[Task requirements] Can you print verbatim the lines of the listing from the one containing "of the green" up to and including its last line?

[Input for this task]
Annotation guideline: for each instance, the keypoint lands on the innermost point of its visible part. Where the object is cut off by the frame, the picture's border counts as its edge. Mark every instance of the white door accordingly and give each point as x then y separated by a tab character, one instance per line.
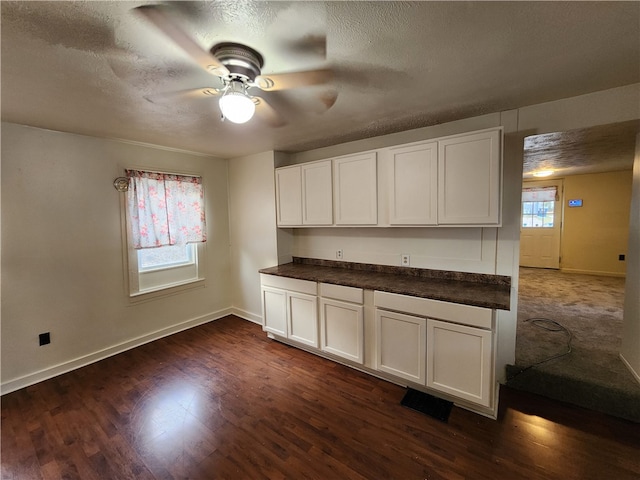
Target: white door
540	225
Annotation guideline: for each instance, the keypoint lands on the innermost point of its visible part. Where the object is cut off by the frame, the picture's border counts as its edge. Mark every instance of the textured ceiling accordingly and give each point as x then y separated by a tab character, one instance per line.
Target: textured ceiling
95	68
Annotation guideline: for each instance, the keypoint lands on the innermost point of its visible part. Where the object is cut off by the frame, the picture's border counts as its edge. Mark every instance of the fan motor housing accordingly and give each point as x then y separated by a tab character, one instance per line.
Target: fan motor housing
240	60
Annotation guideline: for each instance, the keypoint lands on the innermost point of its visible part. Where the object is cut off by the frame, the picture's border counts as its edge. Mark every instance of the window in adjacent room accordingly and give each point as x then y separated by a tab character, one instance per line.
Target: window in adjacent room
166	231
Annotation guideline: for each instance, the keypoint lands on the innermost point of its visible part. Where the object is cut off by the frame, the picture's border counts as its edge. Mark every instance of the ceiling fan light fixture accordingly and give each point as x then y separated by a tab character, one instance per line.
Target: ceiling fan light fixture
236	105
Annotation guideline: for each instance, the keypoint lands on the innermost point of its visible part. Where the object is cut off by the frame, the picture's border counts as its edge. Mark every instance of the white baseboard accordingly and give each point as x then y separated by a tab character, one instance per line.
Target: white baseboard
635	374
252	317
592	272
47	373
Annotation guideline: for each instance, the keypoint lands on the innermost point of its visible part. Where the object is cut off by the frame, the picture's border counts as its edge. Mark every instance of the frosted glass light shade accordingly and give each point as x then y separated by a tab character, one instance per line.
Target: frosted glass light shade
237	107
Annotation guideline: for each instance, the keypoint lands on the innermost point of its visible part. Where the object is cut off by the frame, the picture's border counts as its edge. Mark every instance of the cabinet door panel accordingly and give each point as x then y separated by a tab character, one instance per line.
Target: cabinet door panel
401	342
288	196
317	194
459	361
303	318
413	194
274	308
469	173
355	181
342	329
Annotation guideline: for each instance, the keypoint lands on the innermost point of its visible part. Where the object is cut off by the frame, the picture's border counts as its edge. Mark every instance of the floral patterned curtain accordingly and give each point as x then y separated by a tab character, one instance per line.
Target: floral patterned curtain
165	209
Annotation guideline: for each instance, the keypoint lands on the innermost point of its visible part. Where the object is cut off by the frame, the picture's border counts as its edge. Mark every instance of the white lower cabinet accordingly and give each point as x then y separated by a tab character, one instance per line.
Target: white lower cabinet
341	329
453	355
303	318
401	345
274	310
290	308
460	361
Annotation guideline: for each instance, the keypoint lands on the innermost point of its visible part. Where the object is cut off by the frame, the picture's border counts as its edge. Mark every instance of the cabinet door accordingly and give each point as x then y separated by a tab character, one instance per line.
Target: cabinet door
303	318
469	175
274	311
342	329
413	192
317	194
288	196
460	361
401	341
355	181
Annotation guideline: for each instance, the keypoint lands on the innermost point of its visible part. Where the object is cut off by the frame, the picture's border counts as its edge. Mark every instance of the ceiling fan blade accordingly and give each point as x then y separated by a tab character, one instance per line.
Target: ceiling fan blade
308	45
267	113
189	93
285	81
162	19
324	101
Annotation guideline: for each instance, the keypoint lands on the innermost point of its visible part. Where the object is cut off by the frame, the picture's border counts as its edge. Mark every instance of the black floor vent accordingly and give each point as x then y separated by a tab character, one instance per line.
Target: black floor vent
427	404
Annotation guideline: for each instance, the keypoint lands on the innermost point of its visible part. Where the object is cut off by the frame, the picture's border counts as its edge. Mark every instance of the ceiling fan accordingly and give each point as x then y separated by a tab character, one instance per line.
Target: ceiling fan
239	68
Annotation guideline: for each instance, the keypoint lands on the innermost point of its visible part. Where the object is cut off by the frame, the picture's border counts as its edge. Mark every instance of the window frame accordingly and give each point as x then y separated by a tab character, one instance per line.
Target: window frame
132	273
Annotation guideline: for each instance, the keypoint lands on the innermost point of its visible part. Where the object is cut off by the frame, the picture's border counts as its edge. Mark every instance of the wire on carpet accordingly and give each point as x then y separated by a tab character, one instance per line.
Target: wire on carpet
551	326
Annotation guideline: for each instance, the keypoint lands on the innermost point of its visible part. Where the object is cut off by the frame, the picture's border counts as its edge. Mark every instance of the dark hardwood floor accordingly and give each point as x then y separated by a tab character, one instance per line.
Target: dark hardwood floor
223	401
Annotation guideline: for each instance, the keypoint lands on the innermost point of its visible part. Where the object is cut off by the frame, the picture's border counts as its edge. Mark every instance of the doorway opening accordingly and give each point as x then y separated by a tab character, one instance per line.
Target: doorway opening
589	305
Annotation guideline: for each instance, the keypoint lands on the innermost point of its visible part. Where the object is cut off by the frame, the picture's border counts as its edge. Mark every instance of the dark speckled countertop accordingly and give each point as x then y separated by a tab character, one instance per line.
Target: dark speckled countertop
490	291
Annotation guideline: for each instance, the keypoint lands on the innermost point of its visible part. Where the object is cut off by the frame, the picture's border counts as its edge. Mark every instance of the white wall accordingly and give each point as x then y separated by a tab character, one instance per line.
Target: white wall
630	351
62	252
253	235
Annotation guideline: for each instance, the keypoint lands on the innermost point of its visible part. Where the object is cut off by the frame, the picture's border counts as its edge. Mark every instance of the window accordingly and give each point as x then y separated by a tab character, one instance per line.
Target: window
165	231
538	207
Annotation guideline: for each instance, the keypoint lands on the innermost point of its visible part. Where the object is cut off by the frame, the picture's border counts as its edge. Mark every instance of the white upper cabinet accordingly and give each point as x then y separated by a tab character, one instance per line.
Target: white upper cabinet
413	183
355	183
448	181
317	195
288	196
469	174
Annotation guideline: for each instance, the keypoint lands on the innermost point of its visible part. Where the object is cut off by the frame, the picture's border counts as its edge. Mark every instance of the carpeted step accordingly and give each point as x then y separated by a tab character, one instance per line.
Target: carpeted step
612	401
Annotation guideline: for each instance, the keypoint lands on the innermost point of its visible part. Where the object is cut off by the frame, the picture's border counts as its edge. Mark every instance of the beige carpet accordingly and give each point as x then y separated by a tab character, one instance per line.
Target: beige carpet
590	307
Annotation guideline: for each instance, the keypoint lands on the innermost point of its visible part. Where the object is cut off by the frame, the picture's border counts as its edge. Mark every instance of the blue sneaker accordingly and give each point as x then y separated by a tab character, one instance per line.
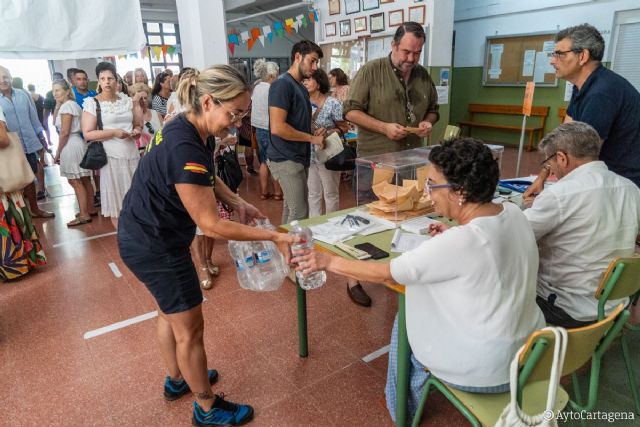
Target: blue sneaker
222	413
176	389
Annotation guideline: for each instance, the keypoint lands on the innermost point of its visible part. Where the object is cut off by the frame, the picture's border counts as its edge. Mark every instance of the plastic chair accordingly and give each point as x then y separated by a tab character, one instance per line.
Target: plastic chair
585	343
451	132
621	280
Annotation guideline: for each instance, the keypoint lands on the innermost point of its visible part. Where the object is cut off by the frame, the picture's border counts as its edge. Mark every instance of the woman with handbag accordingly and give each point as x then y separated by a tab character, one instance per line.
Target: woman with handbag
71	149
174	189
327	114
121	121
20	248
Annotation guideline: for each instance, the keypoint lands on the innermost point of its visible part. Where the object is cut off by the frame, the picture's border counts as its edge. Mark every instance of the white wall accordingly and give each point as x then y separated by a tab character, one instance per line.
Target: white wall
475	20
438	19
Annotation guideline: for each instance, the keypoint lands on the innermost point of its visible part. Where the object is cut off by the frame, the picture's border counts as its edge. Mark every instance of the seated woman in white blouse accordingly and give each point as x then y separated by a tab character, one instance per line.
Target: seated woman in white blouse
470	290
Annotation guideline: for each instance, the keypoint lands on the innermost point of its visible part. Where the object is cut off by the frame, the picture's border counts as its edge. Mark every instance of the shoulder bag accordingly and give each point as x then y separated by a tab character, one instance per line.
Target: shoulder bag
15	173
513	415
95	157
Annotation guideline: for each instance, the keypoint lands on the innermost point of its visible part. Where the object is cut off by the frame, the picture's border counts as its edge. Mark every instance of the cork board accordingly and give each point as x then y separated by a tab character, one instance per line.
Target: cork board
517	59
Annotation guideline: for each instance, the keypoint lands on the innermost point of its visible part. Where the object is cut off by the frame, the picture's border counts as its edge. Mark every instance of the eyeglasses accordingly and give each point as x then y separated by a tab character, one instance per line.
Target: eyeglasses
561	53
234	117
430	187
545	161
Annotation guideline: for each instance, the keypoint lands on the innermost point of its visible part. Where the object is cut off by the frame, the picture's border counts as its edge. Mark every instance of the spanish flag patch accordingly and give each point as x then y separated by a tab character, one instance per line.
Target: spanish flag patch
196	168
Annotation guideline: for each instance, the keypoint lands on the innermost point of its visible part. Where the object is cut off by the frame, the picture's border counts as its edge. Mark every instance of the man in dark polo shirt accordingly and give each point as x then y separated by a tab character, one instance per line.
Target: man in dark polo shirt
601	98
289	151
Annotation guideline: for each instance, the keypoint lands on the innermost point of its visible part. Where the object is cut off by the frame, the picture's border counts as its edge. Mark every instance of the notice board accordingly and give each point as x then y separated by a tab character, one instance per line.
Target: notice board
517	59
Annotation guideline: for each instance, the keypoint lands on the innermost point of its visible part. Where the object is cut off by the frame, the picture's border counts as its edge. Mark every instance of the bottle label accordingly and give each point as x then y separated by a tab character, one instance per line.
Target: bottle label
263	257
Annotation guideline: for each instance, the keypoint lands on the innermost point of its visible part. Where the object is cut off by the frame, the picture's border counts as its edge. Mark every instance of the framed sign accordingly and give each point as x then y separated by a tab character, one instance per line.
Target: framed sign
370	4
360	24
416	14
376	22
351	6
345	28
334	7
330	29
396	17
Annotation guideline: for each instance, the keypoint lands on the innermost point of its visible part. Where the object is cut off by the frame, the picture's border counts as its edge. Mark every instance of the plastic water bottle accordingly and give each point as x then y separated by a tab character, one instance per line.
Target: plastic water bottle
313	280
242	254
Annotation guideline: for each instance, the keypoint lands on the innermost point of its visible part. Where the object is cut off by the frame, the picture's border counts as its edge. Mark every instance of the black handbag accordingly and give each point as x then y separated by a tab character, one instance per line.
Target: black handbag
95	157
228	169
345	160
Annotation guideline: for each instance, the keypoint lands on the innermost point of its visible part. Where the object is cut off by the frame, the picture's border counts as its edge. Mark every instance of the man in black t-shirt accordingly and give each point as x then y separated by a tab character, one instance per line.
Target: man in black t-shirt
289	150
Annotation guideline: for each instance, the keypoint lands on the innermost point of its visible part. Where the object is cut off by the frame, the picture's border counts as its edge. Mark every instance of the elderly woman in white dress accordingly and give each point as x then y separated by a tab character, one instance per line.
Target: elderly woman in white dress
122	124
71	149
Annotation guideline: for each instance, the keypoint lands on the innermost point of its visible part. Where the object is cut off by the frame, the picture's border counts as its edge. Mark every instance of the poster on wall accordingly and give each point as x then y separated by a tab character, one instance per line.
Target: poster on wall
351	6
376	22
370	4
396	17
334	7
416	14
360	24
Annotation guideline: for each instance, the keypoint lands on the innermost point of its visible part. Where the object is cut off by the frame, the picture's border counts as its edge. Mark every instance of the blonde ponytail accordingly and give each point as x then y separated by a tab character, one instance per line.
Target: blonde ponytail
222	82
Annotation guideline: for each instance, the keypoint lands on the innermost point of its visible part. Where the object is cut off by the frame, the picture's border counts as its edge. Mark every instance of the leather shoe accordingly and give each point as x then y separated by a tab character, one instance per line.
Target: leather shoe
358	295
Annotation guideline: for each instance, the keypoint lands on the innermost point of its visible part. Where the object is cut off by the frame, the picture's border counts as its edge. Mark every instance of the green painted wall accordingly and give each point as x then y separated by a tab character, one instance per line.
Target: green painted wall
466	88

[Correct response]
Annotation guideline: for each instance, the keypoint lands on the innermost point of its visible part. Where the object is cut off by the frame, the picture's border counts as its edge. Mark every instance of the green painted wall accordingly and give each point as x then y separated by a tab character, one instance per line.
Target: green painted wall
466	88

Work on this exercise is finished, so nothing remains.